* _EXERCISE AIM_
Format the lines between the one holding "Expected: one dot placed on each instance of the finger, the" and the one holding "point(453, 121)", inclusive, as a Markdown table with the columns Number and Line. Skip blank lines and leave the pictures out.

(Saved data)

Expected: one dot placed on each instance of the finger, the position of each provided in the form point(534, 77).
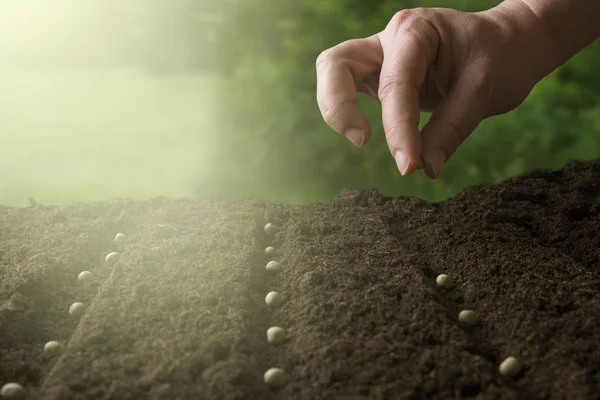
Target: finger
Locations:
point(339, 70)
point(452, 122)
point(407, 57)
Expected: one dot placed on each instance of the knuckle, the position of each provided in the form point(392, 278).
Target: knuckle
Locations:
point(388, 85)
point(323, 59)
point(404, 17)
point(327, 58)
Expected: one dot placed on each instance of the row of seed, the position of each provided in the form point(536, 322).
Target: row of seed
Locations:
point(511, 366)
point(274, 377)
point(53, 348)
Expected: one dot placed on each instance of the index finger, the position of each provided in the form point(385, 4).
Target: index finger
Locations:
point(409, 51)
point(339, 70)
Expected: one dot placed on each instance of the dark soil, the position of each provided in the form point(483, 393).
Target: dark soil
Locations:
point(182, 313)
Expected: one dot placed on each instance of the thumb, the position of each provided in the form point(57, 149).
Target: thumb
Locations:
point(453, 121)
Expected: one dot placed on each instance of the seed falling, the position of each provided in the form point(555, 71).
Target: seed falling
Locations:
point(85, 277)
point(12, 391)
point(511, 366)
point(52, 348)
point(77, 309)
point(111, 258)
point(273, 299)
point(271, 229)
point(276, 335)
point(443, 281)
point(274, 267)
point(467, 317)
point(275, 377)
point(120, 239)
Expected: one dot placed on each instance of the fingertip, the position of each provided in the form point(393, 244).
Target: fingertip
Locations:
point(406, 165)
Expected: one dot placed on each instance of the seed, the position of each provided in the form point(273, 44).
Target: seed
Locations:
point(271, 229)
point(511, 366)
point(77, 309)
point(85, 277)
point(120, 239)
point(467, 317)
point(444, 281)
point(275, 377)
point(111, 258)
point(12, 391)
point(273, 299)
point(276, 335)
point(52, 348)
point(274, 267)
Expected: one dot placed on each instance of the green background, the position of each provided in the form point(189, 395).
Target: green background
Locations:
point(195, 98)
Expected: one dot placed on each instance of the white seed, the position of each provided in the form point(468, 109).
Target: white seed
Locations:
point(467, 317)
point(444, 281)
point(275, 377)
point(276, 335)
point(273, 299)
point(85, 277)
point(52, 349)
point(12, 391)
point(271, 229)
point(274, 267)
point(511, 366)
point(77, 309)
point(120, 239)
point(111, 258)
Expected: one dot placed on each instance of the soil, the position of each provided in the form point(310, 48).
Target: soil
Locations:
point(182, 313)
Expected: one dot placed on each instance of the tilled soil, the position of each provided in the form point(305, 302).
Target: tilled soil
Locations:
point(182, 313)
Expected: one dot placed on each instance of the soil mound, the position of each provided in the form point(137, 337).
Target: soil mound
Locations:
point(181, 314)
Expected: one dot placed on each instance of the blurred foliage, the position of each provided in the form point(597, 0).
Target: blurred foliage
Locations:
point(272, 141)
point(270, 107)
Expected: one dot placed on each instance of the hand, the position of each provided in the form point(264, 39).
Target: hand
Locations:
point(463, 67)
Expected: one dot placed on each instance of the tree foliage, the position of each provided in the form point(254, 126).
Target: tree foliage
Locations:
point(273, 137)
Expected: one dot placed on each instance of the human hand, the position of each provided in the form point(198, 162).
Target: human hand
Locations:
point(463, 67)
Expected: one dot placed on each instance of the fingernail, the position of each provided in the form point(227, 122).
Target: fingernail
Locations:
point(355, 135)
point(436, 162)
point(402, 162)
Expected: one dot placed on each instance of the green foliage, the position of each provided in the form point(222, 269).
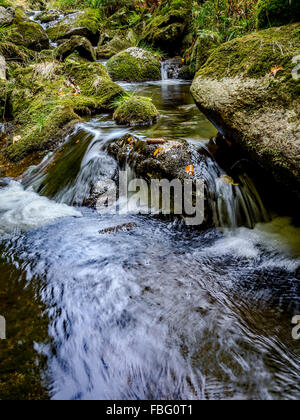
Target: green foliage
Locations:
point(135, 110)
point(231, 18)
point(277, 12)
--
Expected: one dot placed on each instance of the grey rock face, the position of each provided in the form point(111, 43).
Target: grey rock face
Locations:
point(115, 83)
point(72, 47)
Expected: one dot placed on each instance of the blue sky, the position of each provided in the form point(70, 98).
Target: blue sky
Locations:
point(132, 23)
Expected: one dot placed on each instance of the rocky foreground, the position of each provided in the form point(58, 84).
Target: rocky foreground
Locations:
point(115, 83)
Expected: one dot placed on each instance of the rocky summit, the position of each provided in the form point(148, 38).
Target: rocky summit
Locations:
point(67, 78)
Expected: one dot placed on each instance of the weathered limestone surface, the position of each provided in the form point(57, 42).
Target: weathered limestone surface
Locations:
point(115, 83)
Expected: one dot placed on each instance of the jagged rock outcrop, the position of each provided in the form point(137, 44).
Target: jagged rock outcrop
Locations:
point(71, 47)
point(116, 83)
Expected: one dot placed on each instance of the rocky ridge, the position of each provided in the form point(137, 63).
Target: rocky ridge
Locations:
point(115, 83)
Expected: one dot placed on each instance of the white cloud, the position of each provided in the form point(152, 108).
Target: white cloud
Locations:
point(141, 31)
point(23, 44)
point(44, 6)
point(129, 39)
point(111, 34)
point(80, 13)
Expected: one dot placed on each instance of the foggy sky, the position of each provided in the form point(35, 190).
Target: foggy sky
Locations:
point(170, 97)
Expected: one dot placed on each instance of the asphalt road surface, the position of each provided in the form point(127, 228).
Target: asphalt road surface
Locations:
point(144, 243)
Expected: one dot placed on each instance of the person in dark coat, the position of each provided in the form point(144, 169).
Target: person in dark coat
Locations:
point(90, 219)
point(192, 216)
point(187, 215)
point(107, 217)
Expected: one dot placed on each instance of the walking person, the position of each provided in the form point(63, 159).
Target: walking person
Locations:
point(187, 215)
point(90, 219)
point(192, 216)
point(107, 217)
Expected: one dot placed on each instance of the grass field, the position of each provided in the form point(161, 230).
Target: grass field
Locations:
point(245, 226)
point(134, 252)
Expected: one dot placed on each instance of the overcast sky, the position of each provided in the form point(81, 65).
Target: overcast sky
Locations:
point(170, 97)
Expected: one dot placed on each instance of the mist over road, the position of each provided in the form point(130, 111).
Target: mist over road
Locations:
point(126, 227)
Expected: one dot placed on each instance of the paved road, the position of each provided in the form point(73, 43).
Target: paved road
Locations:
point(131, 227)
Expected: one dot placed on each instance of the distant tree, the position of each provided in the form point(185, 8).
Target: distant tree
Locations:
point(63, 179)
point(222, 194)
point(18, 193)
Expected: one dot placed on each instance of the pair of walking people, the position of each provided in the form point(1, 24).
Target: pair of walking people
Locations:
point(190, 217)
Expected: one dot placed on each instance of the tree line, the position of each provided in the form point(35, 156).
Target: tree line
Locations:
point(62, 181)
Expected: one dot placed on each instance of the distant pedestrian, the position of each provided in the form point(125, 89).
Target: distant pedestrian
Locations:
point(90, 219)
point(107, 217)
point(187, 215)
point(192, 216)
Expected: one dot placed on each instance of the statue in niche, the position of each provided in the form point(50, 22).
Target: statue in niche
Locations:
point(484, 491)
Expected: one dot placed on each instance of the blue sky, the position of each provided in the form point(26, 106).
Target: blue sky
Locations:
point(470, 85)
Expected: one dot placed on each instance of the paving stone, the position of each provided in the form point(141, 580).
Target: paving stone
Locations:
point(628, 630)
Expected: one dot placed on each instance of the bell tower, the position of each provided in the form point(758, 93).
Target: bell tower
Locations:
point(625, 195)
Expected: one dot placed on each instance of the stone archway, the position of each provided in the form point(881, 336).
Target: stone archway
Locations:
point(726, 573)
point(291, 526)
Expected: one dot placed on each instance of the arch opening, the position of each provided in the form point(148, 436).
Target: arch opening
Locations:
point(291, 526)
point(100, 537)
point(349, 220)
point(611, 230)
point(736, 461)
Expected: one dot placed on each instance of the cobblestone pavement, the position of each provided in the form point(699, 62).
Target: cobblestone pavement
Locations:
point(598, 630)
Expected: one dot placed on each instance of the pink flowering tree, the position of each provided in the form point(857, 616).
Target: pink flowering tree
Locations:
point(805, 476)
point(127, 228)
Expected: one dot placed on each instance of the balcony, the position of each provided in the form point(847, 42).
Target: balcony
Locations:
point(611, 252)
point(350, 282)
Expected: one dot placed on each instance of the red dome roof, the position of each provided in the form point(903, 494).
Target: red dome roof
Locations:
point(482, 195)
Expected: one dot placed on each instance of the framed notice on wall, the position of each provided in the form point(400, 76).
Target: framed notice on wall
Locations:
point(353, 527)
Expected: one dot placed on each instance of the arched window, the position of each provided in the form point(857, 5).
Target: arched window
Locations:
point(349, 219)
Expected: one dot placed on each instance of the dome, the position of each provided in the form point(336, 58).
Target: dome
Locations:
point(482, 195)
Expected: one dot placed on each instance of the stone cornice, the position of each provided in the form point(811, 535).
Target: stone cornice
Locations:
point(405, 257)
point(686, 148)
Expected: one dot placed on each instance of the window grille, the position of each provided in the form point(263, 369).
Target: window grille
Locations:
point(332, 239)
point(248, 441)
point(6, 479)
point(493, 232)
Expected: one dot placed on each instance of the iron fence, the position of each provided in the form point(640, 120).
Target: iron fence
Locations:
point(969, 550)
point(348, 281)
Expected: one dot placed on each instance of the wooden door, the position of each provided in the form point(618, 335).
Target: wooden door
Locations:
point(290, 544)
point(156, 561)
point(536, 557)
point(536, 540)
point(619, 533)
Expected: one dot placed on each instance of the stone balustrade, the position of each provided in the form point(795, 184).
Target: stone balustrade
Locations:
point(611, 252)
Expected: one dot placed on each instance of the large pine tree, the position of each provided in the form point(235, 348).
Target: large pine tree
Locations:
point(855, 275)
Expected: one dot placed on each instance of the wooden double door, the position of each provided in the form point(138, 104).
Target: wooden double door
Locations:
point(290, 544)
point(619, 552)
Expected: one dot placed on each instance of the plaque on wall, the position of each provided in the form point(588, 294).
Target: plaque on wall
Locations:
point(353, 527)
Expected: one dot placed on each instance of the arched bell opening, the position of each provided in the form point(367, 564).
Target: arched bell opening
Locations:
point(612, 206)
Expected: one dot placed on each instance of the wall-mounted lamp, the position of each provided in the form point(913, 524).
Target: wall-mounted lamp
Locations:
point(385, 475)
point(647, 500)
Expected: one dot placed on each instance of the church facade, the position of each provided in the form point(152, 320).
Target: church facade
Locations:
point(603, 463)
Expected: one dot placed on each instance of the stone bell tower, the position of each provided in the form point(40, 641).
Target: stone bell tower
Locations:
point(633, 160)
...
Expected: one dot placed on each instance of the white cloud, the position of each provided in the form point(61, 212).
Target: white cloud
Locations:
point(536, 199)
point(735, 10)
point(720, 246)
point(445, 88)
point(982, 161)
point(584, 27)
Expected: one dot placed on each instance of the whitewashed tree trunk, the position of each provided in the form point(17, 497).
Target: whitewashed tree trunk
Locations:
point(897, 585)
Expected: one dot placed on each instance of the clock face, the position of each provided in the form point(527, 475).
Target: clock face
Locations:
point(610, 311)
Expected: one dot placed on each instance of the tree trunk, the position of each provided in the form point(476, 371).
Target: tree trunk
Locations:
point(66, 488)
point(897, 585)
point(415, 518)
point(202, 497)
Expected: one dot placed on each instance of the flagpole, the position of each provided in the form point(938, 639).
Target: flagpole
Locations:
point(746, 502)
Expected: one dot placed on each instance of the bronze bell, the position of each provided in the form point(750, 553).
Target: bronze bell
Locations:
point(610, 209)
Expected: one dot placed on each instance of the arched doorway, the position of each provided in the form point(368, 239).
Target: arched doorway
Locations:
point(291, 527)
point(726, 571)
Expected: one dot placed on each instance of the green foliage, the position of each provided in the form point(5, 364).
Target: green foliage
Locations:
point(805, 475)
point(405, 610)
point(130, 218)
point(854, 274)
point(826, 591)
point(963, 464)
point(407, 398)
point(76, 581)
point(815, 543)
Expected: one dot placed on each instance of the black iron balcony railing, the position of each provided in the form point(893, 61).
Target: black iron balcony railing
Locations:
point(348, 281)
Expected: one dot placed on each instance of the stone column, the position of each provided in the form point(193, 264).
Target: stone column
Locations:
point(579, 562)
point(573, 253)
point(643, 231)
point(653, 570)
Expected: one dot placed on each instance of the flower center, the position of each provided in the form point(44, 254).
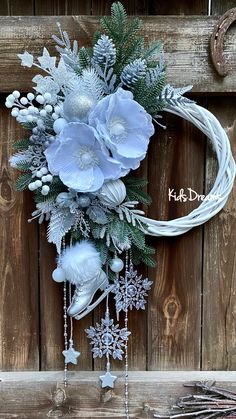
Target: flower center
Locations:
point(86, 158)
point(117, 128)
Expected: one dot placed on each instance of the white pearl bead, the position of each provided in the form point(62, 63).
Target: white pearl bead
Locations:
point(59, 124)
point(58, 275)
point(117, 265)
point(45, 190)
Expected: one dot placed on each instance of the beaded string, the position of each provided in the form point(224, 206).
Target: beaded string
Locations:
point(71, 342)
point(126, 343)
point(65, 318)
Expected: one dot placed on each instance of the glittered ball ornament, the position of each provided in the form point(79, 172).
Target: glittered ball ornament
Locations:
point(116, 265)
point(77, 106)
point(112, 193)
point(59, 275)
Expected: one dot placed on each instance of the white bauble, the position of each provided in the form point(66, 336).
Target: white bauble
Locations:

* _EXERCISE RESPONSE_
| Number | Line |
|---|---|
| 1 | Expected: one dot placed on each instance of the finger, the position of each provided in the form point(534, 77). |
| 2 | Target: finger |
| 3 | Locations: |
| 4 | point(339, 70) |
| 5 | point(452, 122) |
| 6 | point(407, 57) |
| 7 | Expected: one dot placed on each instance of the knuckle, the position of each provided in the form point(392, 278). |
| 8 | Target: knuckle |
| 9 | Locations: |
| 10 | point(388, 85) |
| 11 | point(323, 59) |
| 12 | point(404, 17) |
| 13 | point(327, 58) |
| 14 | Expected: one dot placed on each instance of the row of seed, the position of each provided in the form point(536, 322). |
| 15 | Target: row of seed |
| 16 | Locations: |
| 17 | point(511, 366) |
| 18 | point(274, 377) |
| 19 | point(53, 348) |
| 20 | Expected: one dot placed on each instance of the index finger, the position of each provided in the form point(385, 4). |
| 21 | Target: index finger |
| 22 | Locations: |
| 23 | point(409, 51) |
| 24 | point(339, 70) |
| 25 | Expected: one dot placed on each instance of the dark soil, the position of each provided in the form point(483, 393). |
| 26 | Target: dark soil |
| 27 | Locations: |
| 28 | point(182, 313) |
| 29 | Expected: one dot placed on each instance of the thumb, the position of each provided in the form point(57, 149). |
| 30 | Target: thumb |
| 31 | Locations: |
| 32 | point(453, 121) |